### Problem set
**a.** List every code comment inside the body of the fixed evict_entries function in the cache and connection pooling fix guide.
**b.** Carry on the cache and connection pooling fix guide from the point where it stops.

Skip to content

Cache & Connection Pooling - Quick Fix Guide

Cache & Connection Pooling - Quick Fix Guide

For Developers: Fast Reference for Critical Issues


🚨 Critical Issues - Fix First

Issue #1: Race Condition in Cache Eviction

File: heliosdb-cache/src/cache_manager.rs:352

Problem:

// ❌ CURRENT (BROKEN)
async fn evict_entries(&self, needed_bytes: usize) -> Result<()> {
let keys = self.storage.keys().await?; // NOT ATOMIC
let mut entries = Vec::new();
for key in keys {
if let Some(entry) = self.storage.get(&key).await? { // RACE HERE
entries.push(entry);
}
}
// ... eviction
}

Fix:

// FIXED
async fn evict_entries(&self, needed_bytes: usize) -> Result<()> {
// Acquire eviction lock
let _eviction_guard = self.eviction_lock.lock().await;
// Snapshot entries atomically
let entries_snapshot = {
let keys = self.storage.keys().await?;
let mut entries = Vec::new();
for key in keys {
if let Some(entry) = self.storage.get(&key).await? {
entries.push(entry);
}
}
entries
};
// Calculate eviction scores
let mut scored: Vec<_> = entries_snapshot
.into_iter()
.map(|e| {
let score = if self.config.enable_ml_eviction {
e.metadata.eviction_priority()
} else {
let age = Utc::now()
.signed_duration_since(e.metadata.last_accessed)
.num_seconds() as f64;
-age
};
(e, score)
})
.collect();
scored.sort_by(|a, b| a.1.partial_cmp(&b.1).unwrap());
// Evict until we have enough space
let mut freed = 0;
for (entry, _) in scored {
if freed >= needed_bytes { break; }
freed += entry.metadata.size_bytes;
self.storage.remove(&entry.key).await?;
}
Ok(())
}

Add to struct:

pub struct CacheManager {
// ... existing fields
eviction_lock: Arc<tokio::sync::Mutex<()>>, // ADD THIS
}

Issue #2: Memory Leak in Stampede Protection

File: heliosdb-cache/src/stampede_protection.rs:56-80

Problem:

// ❌ CURRENT (LEAKS MEMORY)
pub async fn try_acquire(&self, key: &QueryKey) -> Result<Option<ComputeGuard>> {
if let Some(semaphore) = self.in_flight.get(key) {
match tokio::time::timeout(self.timeout, semaphore.acquire()).await {
Err(_) => {
// TIMEOUT - but semaphore stays in map forever!

### Supplied material
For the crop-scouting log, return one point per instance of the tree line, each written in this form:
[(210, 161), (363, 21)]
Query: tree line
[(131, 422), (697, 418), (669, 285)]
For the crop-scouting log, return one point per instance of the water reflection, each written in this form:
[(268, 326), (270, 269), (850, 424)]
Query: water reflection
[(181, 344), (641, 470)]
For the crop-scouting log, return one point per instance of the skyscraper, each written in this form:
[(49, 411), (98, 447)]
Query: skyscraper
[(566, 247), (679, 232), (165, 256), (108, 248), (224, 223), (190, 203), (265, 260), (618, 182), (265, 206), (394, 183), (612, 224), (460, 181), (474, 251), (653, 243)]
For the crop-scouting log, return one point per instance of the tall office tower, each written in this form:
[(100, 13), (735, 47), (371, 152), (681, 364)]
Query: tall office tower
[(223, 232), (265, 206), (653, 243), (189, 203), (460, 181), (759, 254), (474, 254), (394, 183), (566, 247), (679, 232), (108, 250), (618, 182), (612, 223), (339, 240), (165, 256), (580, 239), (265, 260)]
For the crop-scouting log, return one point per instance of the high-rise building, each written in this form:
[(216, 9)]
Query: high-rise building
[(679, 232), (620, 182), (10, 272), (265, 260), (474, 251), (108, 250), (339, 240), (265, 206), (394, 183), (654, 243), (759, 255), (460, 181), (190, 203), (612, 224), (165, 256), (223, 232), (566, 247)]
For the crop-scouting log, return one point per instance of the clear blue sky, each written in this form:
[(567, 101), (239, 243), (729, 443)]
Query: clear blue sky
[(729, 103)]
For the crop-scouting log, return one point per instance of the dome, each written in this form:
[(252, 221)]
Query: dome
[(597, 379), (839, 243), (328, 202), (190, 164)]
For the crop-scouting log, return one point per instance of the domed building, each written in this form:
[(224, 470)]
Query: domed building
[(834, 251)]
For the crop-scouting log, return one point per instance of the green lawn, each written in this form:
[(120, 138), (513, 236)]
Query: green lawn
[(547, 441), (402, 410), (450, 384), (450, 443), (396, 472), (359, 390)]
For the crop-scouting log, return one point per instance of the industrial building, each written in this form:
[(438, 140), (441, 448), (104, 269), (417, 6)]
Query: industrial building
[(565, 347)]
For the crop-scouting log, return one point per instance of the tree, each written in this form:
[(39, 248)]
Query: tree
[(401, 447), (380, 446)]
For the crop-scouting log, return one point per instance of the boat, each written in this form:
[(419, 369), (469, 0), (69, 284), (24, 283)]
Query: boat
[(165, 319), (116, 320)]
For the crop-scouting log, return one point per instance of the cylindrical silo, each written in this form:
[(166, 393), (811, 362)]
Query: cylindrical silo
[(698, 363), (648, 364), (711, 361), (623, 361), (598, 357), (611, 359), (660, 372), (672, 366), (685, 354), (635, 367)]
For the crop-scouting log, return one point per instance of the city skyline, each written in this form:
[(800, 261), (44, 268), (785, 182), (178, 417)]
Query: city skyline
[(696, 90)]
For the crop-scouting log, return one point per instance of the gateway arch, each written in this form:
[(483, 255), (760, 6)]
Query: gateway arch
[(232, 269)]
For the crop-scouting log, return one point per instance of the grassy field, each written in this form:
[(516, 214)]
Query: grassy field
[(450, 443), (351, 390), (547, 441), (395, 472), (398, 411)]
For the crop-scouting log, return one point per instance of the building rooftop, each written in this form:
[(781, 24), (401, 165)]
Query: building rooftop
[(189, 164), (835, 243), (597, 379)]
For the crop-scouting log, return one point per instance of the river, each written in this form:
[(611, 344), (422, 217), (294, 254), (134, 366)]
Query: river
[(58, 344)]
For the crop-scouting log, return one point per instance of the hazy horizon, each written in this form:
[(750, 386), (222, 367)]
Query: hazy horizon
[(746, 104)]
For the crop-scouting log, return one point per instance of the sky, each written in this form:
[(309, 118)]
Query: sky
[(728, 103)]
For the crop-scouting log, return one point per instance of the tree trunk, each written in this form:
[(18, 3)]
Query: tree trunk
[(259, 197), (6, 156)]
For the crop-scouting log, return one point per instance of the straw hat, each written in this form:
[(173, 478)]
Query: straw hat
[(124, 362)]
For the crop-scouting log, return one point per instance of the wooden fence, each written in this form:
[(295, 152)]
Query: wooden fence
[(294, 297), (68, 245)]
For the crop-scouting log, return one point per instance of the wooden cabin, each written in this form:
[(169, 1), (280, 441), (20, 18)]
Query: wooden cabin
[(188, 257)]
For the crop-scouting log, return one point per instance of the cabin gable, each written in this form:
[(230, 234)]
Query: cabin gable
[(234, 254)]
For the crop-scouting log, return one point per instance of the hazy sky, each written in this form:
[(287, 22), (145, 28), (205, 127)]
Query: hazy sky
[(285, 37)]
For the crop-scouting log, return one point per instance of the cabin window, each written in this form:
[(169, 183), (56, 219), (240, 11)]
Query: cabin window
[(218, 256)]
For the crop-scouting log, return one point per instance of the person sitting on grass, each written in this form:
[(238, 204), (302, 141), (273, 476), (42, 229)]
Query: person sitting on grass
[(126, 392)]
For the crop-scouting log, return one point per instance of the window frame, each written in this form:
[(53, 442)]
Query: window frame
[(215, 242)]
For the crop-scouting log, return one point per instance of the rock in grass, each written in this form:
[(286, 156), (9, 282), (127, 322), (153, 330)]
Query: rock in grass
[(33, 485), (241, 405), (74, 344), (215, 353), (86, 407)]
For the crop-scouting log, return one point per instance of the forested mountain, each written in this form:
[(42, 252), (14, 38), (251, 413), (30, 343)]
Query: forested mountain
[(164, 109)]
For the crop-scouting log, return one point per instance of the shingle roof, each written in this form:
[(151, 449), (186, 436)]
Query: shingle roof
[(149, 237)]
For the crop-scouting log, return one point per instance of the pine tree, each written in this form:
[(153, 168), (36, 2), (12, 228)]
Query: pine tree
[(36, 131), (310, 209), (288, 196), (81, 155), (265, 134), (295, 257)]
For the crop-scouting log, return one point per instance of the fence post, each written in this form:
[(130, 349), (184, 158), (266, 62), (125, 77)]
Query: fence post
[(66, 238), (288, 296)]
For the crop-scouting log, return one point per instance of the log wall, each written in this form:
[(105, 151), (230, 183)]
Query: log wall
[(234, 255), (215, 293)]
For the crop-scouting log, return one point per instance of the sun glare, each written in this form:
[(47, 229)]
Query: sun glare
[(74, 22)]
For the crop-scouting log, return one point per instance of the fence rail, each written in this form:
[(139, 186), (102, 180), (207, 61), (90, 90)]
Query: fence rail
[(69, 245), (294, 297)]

...

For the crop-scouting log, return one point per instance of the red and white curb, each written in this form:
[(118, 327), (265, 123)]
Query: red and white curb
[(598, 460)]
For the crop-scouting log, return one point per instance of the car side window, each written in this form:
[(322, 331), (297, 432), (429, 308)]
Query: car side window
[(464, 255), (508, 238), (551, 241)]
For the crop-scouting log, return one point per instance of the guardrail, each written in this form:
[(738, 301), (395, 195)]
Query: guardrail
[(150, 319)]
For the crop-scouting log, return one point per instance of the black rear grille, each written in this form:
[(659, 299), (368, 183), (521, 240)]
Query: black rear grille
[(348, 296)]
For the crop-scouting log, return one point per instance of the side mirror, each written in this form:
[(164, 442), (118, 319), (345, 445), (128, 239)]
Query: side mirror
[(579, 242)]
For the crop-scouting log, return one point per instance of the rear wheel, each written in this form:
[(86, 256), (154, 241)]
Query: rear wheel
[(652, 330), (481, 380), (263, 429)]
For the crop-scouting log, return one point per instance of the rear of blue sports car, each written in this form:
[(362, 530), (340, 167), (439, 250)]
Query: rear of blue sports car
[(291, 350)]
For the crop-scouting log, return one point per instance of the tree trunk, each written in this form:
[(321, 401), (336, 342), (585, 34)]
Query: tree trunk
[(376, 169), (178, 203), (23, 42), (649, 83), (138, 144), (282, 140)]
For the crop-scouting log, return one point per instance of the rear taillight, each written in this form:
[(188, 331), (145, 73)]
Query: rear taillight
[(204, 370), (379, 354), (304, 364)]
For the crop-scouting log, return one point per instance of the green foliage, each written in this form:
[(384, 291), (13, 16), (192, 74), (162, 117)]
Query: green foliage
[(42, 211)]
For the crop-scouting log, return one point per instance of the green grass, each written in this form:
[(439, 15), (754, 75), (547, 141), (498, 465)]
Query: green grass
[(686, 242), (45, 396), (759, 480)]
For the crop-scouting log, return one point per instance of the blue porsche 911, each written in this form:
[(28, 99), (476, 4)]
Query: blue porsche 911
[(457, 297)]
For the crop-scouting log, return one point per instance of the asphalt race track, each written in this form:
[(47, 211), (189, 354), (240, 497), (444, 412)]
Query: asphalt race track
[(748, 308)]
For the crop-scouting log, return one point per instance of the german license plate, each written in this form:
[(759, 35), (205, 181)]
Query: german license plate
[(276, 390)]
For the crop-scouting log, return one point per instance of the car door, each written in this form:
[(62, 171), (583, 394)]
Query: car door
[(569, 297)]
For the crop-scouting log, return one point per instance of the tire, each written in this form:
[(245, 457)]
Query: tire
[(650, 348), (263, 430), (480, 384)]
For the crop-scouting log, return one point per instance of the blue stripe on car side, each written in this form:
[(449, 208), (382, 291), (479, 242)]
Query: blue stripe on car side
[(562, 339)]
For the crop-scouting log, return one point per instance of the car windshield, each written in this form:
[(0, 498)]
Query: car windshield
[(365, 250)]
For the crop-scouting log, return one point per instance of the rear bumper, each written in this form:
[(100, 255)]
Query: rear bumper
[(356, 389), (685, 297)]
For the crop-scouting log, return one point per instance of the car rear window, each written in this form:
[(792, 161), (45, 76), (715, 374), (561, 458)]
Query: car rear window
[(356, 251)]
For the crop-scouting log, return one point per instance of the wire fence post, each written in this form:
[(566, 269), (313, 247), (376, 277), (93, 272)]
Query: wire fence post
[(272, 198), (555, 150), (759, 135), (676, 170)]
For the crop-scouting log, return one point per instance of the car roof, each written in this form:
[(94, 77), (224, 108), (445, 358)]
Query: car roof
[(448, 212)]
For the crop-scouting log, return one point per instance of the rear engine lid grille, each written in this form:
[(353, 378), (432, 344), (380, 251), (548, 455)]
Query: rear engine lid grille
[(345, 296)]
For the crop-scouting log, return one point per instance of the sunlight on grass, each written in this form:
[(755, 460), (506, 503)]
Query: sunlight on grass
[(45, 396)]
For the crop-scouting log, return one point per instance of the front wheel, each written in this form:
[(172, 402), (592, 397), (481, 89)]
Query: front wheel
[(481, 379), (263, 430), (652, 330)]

...

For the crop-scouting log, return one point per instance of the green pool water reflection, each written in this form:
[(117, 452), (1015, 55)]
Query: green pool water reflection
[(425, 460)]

### Written responses
**a.**
- Acquire eviction lock
- Snapshot entries atomically
- Calculate eviction scores
- Evict until we have enough space

**b.**
return Ok(Some(ComputeGuard::new(key.clone(), None)));
}
// ...
}
}
// ...
}

Fix:

// FIXED
pub async fn try_acquire(&self, key: &QueryKey) -> Result<Option<ComputeGuard>> {
if let Some(semaphore) = self.in_flight.get(key) {
match tokio::time::timeout(self.timeout, semaphore.acquire()).await {
Ok(Ok(_permit)) => return Ok(None),
Ok(Err(_)) => return Ok(None),
Err(_) => {
// CLEANUP ON TIMEOUT
warn!("Stampede timeout for key: {}, cleaning up", key.query);
self.in_flight.remove(key); // REMOVE FROM MAP
// Create new guard
let semaphore = Arc::new(Semaphore::new(0));
self.in_flight.insert(key.clone(), semaphore.clone());
return Ok(Some(ComputeGuard::new(
key.clone(),
Some((self.in_flight.clone(), semaphore)),
)));
}
}
}
// Check capacity
if self.in_flight.len() >= self.max_in_flight {
return Err(CacheError::Overload("Too many in-flight requests".to_string()));
}
// This request gets to compute
let semaphore = Arc::new(Semaphore::new(0));
self.in_flight.insert(key.clone(), semaphore.clone());
Ok(Some(ComputeGuard::new(
key.clone(),
Some((self.in_flight.clone(), semaphore)),
)))
}

Issue #3: Missing Connection Health Checks

File: heliosdb-network/src/connection_pool.rs:244

Problem:

// ❌ CURRENT (DOESN'T CHECK IF CONNECTION ALIVE)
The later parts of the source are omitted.